Passage provided
· · · ·

From Billy Graham to Muhammad Ali, new data from the Pew Research Center shows which historic figures come to the minds of Americans when they think of the religious traditions of Catholicism, Buddhism, Protestantism, Islam, Judaism and atheism.
From Feb. 4 to Feb. 19, the Pew Research Center asked 3,645 Americans to “name the first person who comes to mind” when they think of the various religions.
“For three of the religions, Americans are most likely to name a figure from long ago: for Buddhism, Buddha; for Islam, the Islamic prophet Muhammad; and for Judaism, Jesus,” Pew copy editor Aleksandra Sandstrom and research associate Becka Alper wrote in an analysis.
“For the two Christian groups asked about, people are most likely to name a modern religious leader — for evangelical Protestantism, Billy Graham; and for Catholicism, the pope.”
When asked about “evangelical Protestantism,” 37 percent responded with the names of religious leaders, 6 percent responded with the names of figures found in religious text and 3 percent named political figures.
Twenty-one percent of respondents responded with the name of the famed evangelist Graham, who led crusades worldwide and millions to Christ throughout his lifetime.
Meanwhile, 5 percent responded with Martin Luther, a German theologist who was a central figure of the Protestant Reformation.
Additionally, 5 percent responded with “Jesus” and 2 percent answered by naming Jerry Falwell, an influential Southern Baptist pastor and founder of Liberty University.

· · · ·

Available data
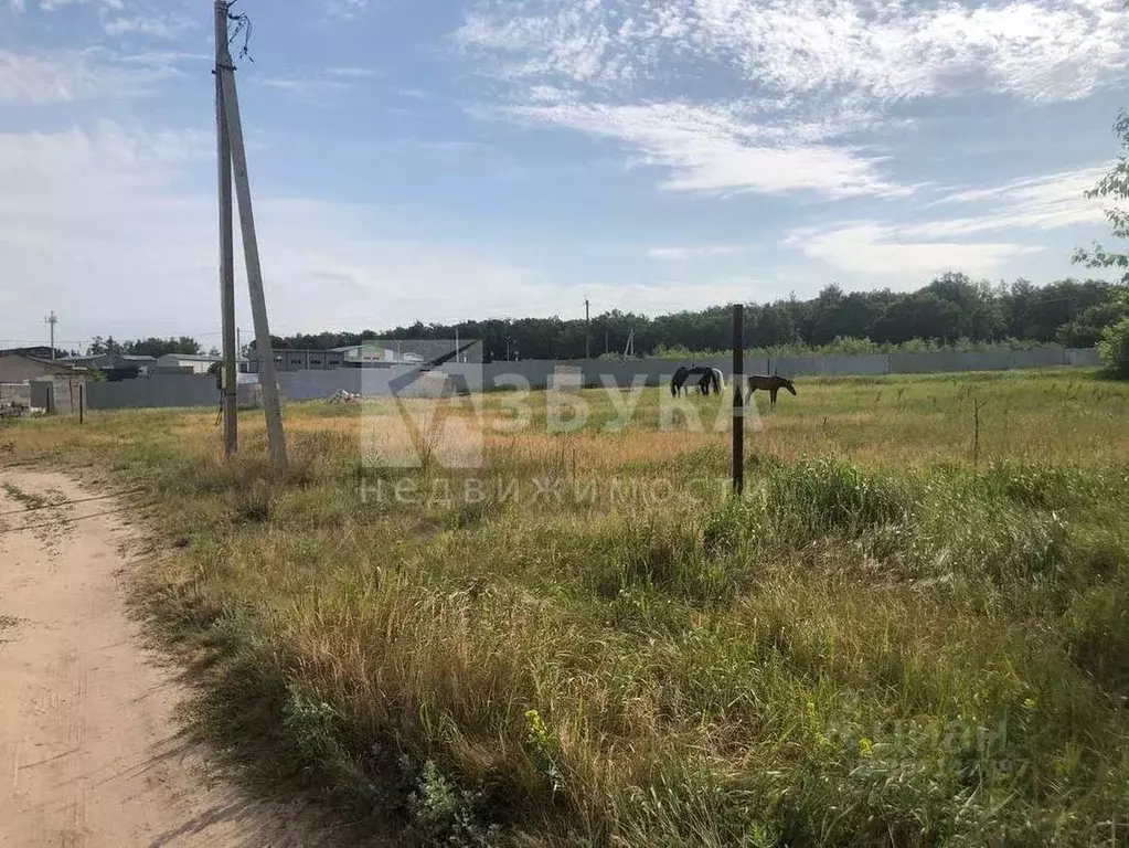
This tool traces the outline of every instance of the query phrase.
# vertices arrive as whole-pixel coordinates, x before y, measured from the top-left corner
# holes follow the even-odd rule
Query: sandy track
[[[36,496],[96,493],[58,474],[0,471],[0,846],[347,841],[210,777],[178,734],[184,691],[125,615],[122,551],[135,532],[116,515],[2,532],[115,506],[18,514]]]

· · · ·

Directions
Return the part of the Pew survey article starting with "When asked about" and going on through "throughout his lifetime.", copied word for word.

Exercise answer
When asked about “evangelical Protestantism,” 37 percent responded with the names of religious leaders, 6 percent responded with the names of figures found in religious text and 3 percent named political figures.
Twenty-one percent of respondents responded with the name of the famed evangelist Graham, who led crusades worldwide and millions to Christ throughout his lifetime.